* [À faire]:
1. Dressez la liste des grands scandales de la période 2003-2010 que cite le texte sur les scandales colombiens.
2. Selon le texte sur les scandales colombiens, à quelle date Juan Manuel Santos doit-il succéder à Alvaro Uribe à la présidence de la République ?
3. Poursuivez le texte sur les scandales colombiens à partir de sa dernière phrase.

* [Texte de la page]:
*****

Le scandale a encore enflé depuis qu’ont été révélées des manœuvres d’espionnage contre des personnalités étrangères, comme l’avocate et Prix Nobel de la paix iranienne Shirin Ebadi et le Chilien José Miguel Vivanco, directeur de l’organisation Human Rights Watch pour les Amériques, ainsi que des représentations diplomatiques en Colombie.
Juan Manuel Santos a longtemps été ministre de la Défense d’Alvaro Uribe, auquel il succédera à la présidence de la République, le 7 août 2010. Présenté comme l’héritier d’Alvaro Uribe durant la campagne, le prochain locataire de la Casa de Nariño devra néanmoins rompre avec des pratiques couvertes et encouragées par un gouvernement auquel il a appartenu.
Alors que des procédures sont ouvertes contre de hauts fonctionnaires de l’administration sortante, la coopération du nouveau chef de l’État avec la justice doit être totale s’agissant des trois grands scandales qui ont entaché la période 2003-2010 : les “chuzadas” et leurs corollaires, la “parapolitique”, et les exécutions extrajudiciaires (“falsos positivos”). Ces affaires constituent des violations gravissimes des droits de l’homme et des libertés fondamentales garanties par la Constitution politique de 1991, dont celle d’informer et d’être informé.

*****

* [Données enregistrées]:

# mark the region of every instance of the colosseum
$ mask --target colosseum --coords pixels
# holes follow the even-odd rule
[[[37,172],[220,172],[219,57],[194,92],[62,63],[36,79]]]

*****

* [Réponses attendues]:
1.
- les « chuzadas » et leurs corollaires
- la « parapolitique »
- les exécutions extrajudiciaires (« falsos positivos »)

2. Le 7 août 2010.

3.
Comme nous l’avons demandé en conclusion de notre rapport, la réforme des services de renseignement ne peut ni ne doit être entreprise sans déclassification complète des documents et enregistrements compilés par le DAS et les autres administrations impliquées durant leur chasse aux journalistes et défenseurs des droits de l’homme. “Ce scandale a révélé un plan d’envergure de la part de l’administration Uribe pour démanteler la société civile, l’opposition, mais aussi la justice en Colombie”, a déclaré Claudia Julieta Duque, journaliste de Radio Nizkor, victime de ces pratiques, lors d’une visite à Paris et Bruxelles cette semaine.
Shirin Ebadi, qui s’est rendue dans le pays sous la présidence d’Alvaro Uribe pour y rencontrer des associations de familles des victimes du conflit, s’est dite “bouleversée par ces révélations” et prête à porter l’affaire devant une juridiction internationale.